>> start Page

Hey Joe, I'll bite. Did you ask Mark exactly _where_ in his factory he makes those BTs? ;D Hint - they aren't made in Minnesota, they're _assembled_ in Minnesota. The boats he makes in Minnesota are these: http://www.fisherbeavertail.com/ Which, frankly, don't those motors look a lot like someone else's - hint GODEVIL?? Yeesh. http://www.godevil.com/Photo_Gallery.html



Fisher Beavertail Manufacturing, Inc.
211 Northwest 1st St.
Avon, MN 56310
Tel: 800-413-0020
Fax: 320-356-7820
[email protected]
Est: 1994
Pres./Owner: Mark L. Fisher
"The finest all-welded aluminum Jon Boats in the world." (he said it, I didn't)


----------



## Tsport (Jan 4, 2007)

Am I the only one who likes the Lagoon Micro skiff? I am not saying it is for me but I would check it out if I were in the market for a new skiff. From the only pic on their web site it is hard to tell but looks like a nice little skiff.


----------



## JRH (Mar 18, 2007)

Would be interesting to see a tiller version with a chair in the back and then just one big deck with no cockpit.


----------

>> end Page
>> start Data extract

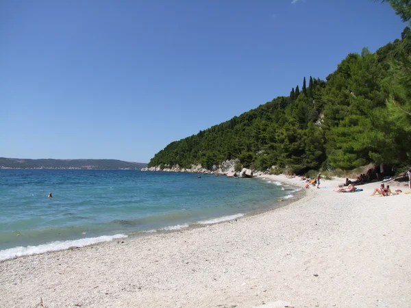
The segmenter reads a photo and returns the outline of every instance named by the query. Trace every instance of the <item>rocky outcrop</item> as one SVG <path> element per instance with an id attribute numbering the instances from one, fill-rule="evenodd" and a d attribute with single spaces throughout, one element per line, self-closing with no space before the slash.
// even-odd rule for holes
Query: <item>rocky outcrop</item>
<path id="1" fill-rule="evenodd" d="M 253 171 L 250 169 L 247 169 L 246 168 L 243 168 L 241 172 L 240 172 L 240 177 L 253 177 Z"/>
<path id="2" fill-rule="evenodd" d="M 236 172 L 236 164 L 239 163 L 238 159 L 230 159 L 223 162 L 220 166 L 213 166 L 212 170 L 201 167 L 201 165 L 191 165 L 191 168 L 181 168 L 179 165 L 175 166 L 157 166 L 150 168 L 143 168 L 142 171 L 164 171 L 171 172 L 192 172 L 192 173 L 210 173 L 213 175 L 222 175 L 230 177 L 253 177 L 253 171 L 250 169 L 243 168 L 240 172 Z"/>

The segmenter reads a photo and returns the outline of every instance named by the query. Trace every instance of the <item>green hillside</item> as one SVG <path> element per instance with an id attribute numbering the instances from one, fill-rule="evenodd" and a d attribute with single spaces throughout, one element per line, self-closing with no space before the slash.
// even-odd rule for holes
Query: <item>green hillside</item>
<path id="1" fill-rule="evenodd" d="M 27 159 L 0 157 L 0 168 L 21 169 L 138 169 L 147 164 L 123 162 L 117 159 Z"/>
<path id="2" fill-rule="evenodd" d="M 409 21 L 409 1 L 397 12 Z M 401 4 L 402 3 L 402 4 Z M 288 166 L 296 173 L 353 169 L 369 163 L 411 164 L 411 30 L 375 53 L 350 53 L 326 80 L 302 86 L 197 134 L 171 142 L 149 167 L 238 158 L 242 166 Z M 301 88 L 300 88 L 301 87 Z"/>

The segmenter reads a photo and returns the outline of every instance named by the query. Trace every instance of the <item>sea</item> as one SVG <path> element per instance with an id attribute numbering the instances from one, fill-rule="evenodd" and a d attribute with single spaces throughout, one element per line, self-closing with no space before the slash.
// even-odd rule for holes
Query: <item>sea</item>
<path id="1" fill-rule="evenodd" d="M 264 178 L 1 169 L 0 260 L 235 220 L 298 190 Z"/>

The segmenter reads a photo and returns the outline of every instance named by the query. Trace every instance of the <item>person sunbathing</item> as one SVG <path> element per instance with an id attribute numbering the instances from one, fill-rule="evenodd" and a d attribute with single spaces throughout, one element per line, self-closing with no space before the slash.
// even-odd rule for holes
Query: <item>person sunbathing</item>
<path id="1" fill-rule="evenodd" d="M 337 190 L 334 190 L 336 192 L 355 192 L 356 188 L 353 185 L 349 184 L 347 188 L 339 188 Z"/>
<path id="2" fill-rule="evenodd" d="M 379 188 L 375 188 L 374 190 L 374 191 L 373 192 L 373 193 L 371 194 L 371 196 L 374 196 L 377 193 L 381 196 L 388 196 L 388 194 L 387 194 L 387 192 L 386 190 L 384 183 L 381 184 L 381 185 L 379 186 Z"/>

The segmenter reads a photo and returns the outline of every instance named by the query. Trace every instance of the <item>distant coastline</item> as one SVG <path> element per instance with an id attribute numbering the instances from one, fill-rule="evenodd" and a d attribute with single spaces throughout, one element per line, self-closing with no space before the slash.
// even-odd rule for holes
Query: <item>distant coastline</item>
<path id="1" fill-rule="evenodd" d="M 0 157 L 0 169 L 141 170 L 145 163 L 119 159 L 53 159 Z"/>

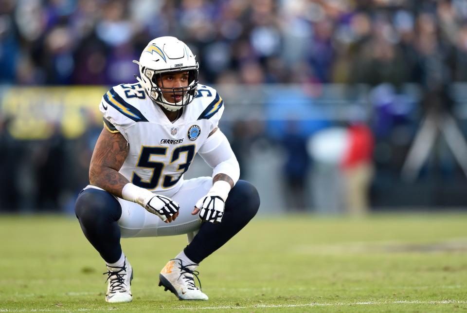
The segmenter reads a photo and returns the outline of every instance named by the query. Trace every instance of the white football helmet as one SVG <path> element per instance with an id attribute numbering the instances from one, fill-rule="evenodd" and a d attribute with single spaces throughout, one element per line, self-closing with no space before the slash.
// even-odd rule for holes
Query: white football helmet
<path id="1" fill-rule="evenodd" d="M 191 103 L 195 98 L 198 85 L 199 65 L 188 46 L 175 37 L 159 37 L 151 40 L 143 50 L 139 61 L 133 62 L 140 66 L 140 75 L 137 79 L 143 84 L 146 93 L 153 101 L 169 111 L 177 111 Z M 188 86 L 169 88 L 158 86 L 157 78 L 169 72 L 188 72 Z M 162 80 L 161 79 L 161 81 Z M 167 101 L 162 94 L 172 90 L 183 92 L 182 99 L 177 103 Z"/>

>> end Data extract

_Challenge_: Please repeat the part of the boat forum thread that opens with the words "Am I the only" and closes with "(Mar 18, 2007)", swapping "skiff" for "boat".

_Written response_:
Am I the only one who likes the Lagoon Micro boat? I am not saying it is for me but I would check it out if I were in the market for a new boat. From the only pic on their web site it is hard to tell but looks like a nice little boat.


----------



## JRH (Mar 18, 2007)